## Supplied data
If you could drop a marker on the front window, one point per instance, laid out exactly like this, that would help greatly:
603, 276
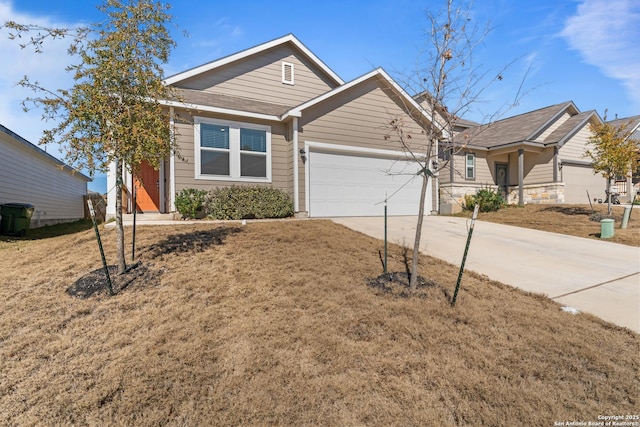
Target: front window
229, 151
470, 166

## Given task
Please copy out every line of the listing above word for word, leaving out the pictures.

## Solution below
If you could drop a marker on the front window, one point per instance, laid out exactly like this, that would help greatly:
603, 276
Target: front window
229, 151
470, 166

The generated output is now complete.